» WHAT IS NEEDED
Copy the following material verbatim, starting at the line containing "Quick — box the grass." and ending after the line containing "[0, 236, 82, 278]", with both of those lines included.

» SUPPLIED INFORMATION
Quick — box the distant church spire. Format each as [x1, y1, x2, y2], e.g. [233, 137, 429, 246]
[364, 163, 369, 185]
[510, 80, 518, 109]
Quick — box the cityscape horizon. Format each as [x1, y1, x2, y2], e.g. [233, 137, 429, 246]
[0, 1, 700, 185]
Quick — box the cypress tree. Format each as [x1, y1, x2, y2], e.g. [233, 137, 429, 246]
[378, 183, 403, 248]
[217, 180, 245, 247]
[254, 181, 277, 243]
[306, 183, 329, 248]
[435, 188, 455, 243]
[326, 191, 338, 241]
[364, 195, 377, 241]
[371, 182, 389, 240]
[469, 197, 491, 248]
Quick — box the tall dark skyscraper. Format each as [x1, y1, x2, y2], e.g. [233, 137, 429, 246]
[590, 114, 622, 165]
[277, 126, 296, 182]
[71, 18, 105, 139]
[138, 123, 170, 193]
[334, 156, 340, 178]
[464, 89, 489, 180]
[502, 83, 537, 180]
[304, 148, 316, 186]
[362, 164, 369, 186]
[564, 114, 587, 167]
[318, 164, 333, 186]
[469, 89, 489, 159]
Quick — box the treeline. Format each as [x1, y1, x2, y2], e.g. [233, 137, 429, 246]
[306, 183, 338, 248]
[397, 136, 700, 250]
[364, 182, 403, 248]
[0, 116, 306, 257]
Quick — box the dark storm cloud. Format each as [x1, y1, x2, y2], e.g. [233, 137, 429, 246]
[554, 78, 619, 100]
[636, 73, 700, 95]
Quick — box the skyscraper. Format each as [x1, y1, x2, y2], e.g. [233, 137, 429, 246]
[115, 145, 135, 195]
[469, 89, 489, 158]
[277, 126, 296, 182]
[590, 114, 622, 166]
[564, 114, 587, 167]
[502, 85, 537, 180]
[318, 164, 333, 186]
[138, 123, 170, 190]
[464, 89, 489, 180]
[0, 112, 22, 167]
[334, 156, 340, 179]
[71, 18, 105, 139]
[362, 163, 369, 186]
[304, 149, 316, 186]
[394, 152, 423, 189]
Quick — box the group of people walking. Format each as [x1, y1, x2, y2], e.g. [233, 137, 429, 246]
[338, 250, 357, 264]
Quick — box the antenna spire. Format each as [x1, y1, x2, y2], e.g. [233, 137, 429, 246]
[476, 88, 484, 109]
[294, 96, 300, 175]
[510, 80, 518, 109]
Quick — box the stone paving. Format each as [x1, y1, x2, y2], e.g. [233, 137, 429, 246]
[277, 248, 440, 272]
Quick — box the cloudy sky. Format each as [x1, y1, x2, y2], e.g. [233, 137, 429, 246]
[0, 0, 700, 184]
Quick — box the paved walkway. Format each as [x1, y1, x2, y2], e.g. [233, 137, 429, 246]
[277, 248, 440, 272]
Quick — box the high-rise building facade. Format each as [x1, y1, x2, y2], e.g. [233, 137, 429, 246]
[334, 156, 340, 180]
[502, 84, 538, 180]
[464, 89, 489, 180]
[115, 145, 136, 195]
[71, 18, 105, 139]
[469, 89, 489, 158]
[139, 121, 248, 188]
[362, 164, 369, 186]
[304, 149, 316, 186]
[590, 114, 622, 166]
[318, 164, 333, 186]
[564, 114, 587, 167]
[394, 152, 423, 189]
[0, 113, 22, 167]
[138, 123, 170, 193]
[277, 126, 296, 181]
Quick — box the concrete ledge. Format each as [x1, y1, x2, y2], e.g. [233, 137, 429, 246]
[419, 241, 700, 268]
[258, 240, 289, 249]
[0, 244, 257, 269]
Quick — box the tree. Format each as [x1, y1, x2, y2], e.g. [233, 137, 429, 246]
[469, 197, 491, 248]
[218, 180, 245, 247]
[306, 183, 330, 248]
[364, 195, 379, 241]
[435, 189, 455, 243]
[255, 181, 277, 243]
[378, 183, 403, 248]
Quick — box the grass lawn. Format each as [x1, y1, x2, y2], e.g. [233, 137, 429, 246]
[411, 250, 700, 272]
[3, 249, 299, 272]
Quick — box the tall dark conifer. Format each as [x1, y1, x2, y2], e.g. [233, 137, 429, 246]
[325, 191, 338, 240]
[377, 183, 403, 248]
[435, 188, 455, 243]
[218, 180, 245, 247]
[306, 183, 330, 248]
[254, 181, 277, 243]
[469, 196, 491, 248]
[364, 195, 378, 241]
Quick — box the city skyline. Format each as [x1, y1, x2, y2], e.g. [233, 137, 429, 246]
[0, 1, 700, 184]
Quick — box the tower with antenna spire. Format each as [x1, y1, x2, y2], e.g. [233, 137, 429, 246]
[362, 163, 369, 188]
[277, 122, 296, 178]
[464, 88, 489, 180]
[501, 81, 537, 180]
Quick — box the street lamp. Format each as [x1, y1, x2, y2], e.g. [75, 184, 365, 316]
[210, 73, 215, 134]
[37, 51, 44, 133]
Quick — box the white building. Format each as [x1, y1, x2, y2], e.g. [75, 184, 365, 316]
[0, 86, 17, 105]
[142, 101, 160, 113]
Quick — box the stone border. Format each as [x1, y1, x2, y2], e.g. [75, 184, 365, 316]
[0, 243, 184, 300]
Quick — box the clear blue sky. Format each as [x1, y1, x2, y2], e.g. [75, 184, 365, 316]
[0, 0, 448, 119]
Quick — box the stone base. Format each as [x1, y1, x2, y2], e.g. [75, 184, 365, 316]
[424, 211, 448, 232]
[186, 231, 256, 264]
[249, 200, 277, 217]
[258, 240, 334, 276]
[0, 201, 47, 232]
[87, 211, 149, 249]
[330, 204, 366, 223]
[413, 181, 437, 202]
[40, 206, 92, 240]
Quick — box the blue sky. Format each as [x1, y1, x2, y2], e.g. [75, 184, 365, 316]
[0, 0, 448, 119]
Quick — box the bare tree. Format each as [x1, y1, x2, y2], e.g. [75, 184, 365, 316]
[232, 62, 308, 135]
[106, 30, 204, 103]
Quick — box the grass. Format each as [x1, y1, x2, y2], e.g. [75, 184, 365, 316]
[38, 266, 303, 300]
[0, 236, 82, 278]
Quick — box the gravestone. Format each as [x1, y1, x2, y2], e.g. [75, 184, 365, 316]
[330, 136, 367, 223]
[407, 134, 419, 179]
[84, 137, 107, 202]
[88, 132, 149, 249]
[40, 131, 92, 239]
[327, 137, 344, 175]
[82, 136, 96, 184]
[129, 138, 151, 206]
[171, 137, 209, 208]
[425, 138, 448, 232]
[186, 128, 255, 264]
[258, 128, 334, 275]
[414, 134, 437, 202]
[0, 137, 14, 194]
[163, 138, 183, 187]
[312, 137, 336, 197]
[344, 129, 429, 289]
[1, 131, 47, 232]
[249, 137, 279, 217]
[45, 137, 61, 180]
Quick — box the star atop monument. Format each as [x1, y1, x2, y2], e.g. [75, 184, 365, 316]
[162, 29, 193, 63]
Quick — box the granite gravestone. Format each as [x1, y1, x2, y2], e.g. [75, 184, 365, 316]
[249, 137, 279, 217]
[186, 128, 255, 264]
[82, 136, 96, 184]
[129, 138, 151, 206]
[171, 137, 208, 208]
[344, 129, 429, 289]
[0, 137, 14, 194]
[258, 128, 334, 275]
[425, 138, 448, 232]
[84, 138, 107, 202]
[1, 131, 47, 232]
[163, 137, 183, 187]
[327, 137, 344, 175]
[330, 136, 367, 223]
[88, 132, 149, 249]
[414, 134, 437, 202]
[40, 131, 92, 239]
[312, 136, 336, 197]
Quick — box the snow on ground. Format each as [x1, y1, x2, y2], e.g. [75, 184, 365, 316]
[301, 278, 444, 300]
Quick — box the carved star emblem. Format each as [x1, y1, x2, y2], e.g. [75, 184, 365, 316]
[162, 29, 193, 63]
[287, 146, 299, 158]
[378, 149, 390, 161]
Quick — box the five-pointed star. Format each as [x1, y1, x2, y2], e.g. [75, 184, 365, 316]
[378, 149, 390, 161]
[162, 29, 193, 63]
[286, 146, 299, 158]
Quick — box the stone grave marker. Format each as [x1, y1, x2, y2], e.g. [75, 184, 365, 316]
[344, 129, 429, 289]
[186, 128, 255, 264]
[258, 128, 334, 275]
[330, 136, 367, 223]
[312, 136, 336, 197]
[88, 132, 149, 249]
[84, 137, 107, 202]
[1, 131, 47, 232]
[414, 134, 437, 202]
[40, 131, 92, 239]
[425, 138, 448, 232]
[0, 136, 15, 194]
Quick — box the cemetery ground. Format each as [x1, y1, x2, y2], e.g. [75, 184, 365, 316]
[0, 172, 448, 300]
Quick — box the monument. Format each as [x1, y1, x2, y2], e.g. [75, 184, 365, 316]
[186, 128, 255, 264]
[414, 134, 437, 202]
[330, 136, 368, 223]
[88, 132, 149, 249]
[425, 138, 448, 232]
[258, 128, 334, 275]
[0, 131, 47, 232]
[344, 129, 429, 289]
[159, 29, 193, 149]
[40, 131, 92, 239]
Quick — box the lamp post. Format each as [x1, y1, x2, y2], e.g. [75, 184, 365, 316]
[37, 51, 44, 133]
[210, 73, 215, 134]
...
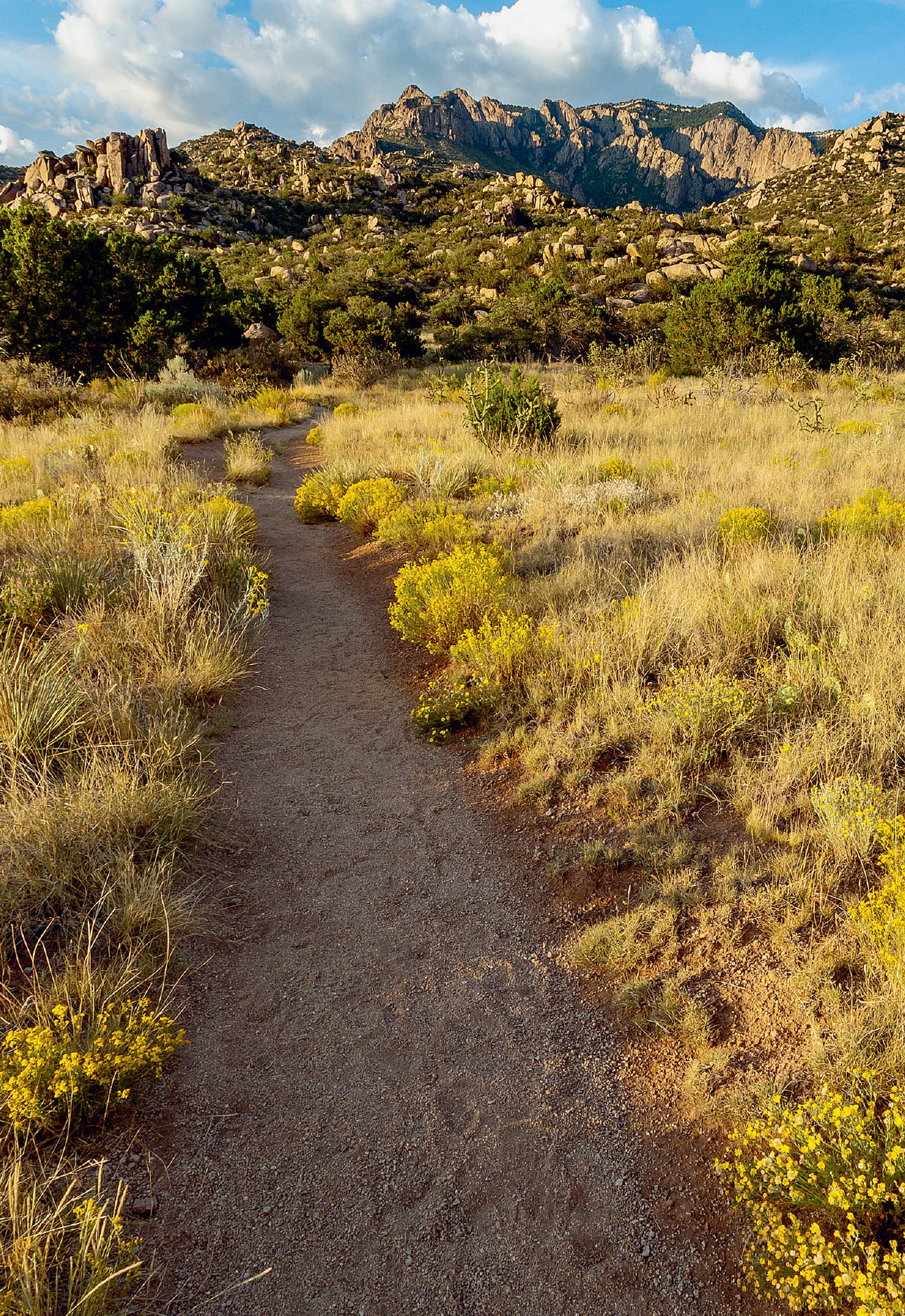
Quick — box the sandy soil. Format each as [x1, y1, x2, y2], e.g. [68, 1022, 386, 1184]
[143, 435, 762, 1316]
--
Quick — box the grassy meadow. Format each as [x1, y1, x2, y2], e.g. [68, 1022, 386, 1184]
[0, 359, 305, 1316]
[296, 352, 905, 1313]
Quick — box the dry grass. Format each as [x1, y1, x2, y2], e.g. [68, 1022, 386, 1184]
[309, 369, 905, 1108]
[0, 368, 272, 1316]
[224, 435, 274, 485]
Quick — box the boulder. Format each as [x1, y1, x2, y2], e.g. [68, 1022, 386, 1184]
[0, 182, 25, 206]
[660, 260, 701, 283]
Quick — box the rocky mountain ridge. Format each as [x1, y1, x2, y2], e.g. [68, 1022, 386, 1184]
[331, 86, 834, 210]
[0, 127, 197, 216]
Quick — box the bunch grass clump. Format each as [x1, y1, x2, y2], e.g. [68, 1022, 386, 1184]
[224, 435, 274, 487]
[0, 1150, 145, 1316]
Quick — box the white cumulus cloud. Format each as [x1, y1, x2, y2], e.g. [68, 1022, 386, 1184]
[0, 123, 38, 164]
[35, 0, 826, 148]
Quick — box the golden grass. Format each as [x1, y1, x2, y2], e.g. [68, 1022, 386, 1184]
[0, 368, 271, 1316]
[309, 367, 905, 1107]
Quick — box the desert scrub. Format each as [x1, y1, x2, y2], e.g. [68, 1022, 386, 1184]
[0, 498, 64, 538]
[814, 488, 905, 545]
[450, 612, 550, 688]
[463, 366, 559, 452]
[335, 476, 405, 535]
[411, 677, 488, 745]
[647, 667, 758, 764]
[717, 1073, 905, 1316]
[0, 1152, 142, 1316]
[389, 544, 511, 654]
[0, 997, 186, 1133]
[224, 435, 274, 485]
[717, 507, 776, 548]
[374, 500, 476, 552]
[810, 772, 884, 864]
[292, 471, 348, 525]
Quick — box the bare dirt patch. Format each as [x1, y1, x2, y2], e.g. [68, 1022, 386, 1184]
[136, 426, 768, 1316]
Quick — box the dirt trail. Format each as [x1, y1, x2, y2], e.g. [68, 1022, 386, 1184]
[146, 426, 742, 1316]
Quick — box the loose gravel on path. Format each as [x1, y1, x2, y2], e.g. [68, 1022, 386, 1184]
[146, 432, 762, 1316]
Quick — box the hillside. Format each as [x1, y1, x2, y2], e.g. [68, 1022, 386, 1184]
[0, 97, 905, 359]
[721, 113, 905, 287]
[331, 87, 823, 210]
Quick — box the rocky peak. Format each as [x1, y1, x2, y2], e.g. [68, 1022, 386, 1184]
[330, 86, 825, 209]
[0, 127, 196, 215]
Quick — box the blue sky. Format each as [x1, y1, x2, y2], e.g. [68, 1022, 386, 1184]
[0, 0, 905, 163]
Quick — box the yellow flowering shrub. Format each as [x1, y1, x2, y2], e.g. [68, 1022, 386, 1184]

» SOLUTION TO THIS TASK
Quick — box the grass. Format each as [x1, y1, x2, y2], e.g. [75, 184, 365, 316]
[38, 266, 303, 300]
[0, 236, 82, 278]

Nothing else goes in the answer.